◆ **PROBLEM DESCRIPTION**: Using the entries that follow, transcribe only the lines from the line with "Drop one point per instance of the camera lens." to the line with "Drop one point per instance of the puffy", both included, exactly as they stand and without pictures.

◆ **TASK MATERIAL**:

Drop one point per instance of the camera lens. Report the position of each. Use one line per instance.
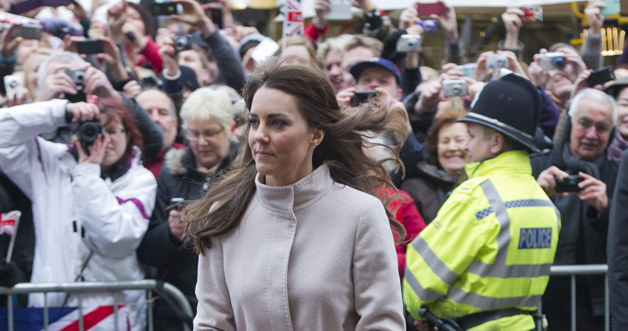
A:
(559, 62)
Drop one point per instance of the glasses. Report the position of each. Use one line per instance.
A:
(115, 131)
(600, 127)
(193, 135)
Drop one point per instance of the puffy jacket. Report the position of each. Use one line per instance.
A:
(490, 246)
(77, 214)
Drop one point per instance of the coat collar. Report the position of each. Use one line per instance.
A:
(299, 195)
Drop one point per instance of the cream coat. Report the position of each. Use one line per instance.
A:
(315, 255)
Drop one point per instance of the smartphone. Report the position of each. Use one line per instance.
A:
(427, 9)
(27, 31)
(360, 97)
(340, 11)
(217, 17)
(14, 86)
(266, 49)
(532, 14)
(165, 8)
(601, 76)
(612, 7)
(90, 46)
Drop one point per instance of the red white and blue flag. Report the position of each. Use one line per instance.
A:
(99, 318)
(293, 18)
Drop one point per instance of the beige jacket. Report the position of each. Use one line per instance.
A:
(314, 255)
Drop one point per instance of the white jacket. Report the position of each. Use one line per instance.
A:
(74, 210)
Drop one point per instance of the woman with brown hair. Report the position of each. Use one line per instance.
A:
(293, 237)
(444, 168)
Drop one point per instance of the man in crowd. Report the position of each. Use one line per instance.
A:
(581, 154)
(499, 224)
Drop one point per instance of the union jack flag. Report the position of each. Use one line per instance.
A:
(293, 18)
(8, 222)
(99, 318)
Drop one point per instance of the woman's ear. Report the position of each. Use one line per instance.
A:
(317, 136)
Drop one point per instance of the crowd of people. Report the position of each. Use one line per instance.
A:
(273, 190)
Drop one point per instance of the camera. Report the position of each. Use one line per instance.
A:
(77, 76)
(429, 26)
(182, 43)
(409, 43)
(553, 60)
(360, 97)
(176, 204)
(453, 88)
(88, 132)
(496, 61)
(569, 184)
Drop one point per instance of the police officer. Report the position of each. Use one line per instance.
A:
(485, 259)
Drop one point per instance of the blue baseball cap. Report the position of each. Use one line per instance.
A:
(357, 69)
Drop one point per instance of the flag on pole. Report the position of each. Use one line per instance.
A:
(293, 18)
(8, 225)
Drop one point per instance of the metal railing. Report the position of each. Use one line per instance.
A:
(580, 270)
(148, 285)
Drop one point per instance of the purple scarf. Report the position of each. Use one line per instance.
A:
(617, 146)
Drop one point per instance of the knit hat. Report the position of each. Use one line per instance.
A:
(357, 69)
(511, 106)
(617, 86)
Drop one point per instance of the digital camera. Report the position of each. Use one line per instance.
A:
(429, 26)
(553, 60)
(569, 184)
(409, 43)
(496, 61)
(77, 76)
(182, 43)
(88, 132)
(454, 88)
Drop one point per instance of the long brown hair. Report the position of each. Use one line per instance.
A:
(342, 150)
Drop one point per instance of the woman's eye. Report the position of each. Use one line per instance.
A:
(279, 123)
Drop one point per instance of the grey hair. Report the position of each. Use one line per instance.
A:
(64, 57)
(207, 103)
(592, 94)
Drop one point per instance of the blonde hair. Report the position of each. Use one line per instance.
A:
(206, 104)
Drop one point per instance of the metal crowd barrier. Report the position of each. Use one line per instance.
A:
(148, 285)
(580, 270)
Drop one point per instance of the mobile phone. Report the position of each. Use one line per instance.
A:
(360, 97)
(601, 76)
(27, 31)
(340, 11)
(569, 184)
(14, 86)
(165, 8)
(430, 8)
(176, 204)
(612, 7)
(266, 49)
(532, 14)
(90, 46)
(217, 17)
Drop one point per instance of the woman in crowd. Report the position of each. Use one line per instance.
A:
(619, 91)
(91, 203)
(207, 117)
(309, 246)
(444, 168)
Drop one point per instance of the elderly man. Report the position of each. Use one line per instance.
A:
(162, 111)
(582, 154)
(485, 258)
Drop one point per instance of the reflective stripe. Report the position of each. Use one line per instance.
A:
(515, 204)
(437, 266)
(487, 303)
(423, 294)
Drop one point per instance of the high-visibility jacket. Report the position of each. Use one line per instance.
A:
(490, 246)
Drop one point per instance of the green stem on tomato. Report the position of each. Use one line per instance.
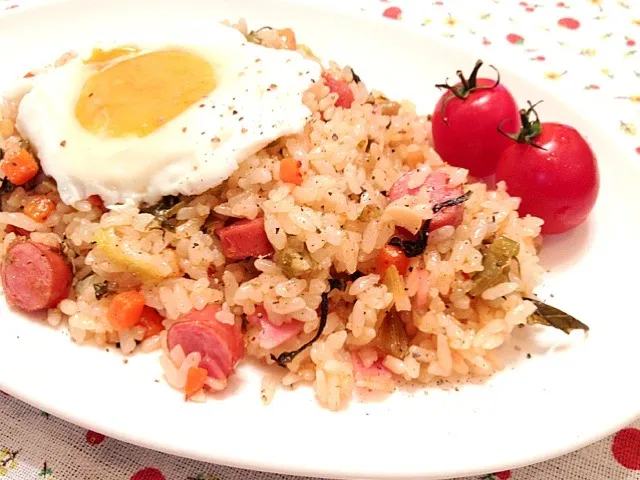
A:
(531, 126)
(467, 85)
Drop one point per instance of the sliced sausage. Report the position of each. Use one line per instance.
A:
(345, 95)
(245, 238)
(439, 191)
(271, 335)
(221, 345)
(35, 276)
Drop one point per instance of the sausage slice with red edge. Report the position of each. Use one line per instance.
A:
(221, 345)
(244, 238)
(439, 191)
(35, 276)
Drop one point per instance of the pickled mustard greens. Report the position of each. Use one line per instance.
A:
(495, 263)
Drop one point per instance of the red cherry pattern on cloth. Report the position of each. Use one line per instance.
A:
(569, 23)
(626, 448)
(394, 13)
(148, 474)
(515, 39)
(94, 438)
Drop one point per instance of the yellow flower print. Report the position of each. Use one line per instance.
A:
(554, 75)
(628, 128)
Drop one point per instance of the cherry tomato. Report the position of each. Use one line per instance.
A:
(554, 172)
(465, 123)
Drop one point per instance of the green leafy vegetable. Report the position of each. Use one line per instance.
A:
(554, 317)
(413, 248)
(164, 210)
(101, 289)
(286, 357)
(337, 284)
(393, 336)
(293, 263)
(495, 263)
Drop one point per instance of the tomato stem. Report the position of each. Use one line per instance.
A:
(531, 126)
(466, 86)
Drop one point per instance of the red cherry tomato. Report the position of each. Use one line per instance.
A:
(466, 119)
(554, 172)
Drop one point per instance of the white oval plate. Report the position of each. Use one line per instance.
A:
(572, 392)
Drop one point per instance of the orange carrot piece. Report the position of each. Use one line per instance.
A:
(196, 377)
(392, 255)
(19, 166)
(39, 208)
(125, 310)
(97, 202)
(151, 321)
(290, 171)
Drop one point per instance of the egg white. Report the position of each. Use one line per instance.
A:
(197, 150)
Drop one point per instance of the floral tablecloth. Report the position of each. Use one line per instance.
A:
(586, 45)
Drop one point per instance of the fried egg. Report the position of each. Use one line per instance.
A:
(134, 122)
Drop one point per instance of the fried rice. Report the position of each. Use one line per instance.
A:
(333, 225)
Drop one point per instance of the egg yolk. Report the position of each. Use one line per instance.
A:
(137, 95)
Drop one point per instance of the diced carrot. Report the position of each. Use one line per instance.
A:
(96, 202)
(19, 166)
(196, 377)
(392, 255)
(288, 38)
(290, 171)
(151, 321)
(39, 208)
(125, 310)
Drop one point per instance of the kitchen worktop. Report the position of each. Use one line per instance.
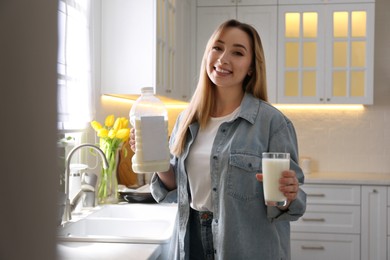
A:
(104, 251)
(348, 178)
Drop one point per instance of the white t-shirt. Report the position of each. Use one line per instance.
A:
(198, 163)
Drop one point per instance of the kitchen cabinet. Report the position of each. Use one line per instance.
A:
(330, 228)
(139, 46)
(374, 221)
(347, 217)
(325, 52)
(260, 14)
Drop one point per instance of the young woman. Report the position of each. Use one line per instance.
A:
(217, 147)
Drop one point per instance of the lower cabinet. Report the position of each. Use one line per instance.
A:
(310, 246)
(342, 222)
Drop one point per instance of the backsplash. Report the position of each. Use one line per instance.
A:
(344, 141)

---

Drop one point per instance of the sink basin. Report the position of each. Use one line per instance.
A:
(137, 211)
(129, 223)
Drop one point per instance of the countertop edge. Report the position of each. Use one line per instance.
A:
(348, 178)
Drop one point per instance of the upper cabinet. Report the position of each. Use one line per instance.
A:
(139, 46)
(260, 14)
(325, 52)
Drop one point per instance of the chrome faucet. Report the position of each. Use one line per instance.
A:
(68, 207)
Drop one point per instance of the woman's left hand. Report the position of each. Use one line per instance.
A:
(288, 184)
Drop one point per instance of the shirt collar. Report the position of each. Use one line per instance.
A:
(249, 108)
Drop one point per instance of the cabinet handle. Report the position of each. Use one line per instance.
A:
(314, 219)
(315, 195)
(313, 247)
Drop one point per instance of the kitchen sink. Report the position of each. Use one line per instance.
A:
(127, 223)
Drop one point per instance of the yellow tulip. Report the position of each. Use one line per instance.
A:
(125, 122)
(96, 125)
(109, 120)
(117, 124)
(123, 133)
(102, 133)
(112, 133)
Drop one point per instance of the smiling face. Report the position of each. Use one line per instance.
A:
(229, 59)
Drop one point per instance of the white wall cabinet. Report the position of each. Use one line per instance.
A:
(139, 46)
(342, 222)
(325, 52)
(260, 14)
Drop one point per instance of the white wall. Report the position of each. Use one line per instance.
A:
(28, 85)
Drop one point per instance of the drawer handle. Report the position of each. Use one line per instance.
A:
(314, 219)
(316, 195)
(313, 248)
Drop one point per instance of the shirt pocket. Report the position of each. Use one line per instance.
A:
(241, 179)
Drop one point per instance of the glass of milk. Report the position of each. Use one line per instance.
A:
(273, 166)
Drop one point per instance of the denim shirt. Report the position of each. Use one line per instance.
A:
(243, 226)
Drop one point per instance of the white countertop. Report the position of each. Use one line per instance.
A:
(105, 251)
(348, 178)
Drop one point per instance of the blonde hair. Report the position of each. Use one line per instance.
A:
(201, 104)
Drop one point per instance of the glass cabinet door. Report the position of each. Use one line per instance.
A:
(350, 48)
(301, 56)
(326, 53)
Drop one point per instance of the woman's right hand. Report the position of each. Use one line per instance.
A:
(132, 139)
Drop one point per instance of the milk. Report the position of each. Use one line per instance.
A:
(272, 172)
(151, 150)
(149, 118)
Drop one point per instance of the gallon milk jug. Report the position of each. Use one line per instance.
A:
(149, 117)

---

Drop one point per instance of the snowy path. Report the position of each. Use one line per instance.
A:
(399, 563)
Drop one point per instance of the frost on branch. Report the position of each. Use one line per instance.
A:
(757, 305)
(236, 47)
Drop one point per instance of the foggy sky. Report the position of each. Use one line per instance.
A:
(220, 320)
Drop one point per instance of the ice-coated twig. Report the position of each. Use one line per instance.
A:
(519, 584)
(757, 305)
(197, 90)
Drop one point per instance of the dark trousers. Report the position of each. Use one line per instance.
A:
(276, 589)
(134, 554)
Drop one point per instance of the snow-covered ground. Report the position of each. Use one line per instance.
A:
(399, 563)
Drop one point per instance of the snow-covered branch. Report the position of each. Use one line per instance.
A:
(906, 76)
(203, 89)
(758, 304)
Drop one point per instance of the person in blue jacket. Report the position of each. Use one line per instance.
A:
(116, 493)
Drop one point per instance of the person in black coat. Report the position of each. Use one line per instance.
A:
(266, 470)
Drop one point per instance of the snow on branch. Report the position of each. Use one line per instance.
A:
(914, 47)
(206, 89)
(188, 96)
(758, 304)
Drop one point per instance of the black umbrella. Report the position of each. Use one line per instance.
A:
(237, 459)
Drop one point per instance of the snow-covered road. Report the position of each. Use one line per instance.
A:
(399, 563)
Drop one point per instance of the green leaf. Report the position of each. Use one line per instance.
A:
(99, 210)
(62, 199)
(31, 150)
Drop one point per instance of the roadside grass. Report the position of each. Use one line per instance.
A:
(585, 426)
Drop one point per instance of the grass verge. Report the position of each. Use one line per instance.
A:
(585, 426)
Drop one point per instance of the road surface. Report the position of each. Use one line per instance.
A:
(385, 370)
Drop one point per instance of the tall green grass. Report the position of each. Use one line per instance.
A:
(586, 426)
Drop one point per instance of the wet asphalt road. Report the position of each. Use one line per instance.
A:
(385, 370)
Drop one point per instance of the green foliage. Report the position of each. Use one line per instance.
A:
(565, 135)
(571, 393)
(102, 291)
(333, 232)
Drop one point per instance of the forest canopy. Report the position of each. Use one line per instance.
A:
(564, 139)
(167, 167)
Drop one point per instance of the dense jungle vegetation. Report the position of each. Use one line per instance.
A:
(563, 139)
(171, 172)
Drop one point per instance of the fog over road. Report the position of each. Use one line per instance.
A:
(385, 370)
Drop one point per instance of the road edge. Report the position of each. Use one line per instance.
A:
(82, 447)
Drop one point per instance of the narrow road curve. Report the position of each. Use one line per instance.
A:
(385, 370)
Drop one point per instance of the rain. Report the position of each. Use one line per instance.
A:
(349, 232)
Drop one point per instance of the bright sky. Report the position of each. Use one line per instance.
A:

◆ **FINAL ANSWER**:
Drop one point per instance of the camera lens. Report the position of each. Use one line per instance.
A:
(559, 62)
Drop one point per instance of the glasses. Report the position of each. Use one line per instance.
A:
(115, 131)
(600, 127)
(193, 135)
Drop one point per instance of the puffy jacket. Report the position of each. Use one line per instance.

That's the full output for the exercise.